» Problem to solve
Output every one of the records below verbatim, line for line, with no alteration.
* START Exercise input *
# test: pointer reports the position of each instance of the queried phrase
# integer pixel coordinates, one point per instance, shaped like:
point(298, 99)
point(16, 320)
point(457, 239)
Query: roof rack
* END Exercise input *
» Reply
# test: pointer reports the position of each instance of the queried phrase
# integer pixel coordinates, one point per instance, shaped like:
point(298, 99)
point(16, 320)
point(457, 239)
Query: roof rack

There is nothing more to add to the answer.